## [What to do]
Return every line of the records below that contains the word "clock".

+--

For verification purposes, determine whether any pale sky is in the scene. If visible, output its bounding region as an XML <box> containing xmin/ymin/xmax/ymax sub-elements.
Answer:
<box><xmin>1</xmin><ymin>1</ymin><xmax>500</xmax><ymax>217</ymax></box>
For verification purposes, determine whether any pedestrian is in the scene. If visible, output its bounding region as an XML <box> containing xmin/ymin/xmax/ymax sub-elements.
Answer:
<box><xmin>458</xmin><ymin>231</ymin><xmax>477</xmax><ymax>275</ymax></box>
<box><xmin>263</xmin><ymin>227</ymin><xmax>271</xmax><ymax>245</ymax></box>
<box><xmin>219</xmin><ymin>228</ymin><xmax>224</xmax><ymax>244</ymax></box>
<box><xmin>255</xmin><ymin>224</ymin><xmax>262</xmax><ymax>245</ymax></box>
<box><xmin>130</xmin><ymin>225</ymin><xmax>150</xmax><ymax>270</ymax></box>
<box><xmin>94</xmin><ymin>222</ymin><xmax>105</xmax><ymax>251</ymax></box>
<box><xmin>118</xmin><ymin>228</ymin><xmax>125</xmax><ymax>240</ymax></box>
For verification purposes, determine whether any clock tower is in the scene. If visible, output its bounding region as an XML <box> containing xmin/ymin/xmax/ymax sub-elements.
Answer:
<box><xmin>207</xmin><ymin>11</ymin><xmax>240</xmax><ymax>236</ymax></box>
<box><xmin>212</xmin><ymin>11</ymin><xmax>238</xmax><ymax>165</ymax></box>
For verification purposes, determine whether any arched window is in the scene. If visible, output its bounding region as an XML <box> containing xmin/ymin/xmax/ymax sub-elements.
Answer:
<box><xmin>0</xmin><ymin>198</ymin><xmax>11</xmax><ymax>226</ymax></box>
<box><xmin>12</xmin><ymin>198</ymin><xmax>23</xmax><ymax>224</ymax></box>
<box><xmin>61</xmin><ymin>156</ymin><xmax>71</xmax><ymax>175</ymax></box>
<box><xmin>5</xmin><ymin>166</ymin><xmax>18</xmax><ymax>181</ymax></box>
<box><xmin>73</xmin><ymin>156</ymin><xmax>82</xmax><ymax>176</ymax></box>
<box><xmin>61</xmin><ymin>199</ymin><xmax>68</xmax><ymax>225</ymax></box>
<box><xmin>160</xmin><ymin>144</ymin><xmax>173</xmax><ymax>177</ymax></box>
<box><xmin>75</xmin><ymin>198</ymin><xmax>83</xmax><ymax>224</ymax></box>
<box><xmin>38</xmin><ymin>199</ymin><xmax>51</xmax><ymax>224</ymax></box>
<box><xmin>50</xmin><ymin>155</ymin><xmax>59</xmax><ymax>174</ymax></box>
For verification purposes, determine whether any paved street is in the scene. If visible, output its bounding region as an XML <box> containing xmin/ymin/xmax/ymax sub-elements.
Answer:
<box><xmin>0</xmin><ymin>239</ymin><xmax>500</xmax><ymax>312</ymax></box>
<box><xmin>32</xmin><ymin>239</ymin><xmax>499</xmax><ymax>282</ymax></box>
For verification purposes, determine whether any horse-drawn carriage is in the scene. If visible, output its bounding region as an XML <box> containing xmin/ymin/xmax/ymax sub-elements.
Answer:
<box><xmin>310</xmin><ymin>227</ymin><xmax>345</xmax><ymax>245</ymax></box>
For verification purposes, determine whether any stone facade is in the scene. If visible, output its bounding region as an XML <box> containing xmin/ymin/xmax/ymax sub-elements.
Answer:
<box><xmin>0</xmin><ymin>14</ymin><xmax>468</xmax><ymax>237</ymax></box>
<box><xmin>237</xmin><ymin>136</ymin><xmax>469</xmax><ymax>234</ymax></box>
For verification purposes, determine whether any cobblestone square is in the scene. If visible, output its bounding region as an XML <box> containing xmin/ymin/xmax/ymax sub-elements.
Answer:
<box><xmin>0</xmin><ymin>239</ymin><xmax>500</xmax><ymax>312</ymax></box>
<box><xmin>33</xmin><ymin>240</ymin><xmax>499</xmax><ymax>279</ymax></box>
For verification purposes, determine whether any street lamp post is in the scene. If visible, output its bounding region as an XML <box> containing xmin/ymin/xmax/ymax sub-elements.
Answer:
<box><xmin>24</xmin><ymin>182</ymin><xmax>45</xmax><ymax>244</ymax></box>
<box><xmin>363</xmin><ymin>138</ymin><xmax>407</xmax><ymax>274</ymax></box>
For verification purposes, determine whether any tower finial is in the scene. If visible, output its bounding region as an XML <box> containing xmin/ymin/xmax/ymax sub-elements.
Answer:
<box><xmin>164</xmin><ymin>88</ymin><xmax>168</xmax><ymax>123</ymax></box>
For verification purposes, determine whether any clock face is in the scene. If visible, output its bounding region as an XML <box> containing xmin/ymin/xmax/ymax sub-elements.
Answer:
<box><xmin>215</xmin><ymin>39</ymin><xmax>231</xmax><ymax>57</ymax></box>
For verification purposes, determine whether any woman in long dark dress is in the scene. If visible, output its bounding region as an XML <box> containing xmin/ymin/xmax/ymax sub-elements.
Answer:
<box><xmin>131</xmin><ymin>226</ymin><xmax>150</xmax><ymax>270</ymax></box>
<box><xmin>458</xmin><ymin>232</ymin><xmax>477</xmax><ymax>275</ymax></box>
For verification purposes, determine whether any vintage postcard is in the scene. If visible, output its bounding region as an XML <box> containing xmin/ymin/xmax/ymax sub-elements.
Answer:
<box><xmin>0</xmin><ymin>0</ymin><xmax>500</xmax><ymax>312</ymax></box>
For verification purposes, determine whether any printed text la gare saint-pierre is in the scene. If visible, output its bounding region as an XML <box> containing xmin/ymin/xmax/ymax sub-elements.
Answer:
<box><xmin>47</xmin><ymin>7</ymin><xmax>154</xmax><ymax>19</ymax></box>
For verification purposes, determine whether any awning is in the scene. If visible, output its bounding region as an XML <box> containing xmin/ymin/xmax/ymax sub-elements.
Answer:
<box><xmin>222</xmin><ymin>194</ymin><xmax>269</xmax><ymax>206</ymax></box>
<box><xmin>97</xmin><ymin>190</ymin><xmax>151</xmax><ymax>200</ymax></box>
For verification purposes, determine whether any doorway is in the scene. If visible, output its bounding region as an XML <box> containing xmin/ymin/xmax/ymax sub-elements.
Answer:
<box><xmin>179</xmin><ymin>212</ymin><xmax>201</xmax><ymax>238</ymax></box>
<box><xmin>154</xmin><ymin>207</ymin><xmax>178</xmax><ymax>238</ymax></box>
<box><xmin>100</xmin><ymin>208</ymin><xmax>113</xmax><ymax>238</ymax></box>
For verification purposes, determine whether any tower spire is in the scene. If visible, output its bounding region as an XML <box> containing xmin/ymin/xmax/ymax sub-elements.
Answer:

+--

## [Finished exercise]
For verification purposes, determine whether any clock tower is in the scene. If visible, output its bounding region as an XML <box> containing xmin/ymin/xmax/ymax sub-elements.
For verification purposes, determine whether any clock face is in the scene. If visible, output its bounding region as an XML <box> containing xmin/ymin/xmax/ymax sub-elements.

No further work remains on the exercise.